# ENTRIES SUPPLIED start

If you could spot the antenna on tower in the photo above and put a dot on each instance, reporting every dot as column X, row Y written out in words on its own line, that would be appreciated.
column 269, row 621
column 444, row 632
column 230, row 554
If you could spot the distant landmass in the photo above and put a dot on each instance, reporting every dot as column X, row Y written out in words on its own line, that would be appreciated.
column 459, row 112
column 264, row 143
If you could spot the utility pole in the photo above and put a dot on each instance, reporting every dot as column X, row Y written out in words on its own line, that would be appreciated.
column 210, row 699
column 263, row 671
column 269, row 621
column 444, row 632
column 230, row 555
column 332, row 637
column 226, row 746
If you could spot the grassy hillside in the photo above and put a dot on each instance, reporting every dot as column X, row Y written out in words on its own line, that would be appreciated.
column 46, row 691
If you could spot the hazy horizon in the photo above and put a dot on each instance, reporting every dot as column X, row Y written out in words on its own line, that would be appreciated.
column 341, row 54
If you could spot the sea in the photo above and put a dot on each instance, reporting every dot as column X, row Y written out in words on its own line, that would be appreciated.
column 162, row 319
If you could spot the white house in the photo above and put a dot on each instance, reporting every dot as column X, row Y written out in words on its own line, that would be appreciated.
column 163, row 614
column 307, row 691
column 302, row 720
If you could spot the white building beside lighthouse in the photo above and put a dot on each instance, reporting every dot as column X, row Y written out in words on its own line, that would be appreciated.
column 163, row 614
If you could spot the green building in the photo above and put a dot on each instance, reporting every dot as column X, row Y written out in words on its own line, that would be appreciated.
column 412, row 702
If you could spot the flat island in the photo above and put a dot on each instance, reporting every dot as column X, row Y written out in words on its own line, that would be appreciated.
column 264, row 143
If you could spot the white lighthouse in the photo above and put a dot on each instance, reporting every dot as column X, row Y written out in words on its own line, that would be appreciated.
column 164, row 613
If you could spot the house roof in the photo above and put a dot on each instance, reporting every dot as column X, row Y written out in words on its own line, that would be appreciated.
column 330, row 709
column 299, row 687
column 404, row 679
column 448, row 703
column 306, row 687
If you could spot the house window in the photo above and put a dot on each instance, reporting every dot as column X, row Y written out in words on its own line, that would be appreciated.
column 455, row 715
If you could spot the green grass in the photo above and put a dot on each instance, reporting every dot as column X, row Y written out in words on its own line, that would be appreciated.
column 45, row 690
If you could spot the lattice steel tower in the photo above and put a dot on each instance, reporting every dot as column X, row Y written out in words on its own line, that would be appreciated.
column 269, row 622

# ENTRIES SUPPLIED end
# ENTRIES SUPPLIED start

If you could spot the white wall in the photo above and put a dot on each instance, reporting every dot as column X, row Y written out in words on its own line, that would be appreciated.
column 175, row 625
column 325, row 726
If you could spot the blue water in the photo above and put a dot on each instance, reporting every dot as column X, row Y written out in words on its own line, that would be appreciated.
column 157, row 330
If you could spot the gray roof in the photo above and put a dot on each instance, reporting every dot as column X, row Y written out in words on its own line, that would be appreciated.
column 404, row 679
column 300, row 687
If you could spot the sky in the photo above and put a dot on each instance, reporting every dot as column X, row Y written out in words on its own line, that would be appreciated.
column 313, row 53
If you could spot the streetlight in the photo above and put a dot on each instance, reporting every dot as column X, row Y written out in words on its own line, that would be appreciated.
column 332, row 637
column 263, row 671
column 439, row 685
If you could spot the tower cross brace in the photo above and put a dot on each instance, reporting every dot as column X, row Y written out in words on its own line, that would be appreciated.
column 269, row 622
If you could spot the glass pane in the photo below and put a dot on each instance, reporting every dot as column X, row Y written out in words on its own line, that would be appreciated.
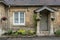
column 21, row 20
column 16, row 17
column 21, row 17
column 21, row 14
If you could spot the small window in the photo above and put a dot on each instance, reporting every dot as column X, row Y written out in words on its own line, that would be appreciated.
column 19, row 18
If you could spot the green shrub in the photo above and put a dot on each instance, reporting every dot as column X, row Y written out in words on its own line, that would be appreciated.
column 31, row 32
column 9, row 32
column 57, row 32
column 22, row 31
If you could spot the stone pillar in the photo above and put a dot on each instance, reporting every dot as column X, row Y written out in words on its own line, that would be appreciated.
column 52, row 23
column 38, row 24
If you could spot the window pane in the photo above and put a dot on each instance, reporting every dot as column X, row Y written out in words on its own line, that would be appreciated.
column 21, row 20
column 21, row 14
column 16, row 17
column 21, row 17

# ENTRIES SUPPLIED end

## TASK TO CARRY OUT
Copy out everything in the data above from the line containing "If you could spot the stone" down to the line containing "column 38, row 24", including both of those lines, word for word.

## REPLY TO THE TASK
If you could spot the stone pillar in the photo above and put a dot on each instance, reporting every dot as column X, row Y written out in words on its own line, that would be appreciated.
column 52, row 23
column 38, row 24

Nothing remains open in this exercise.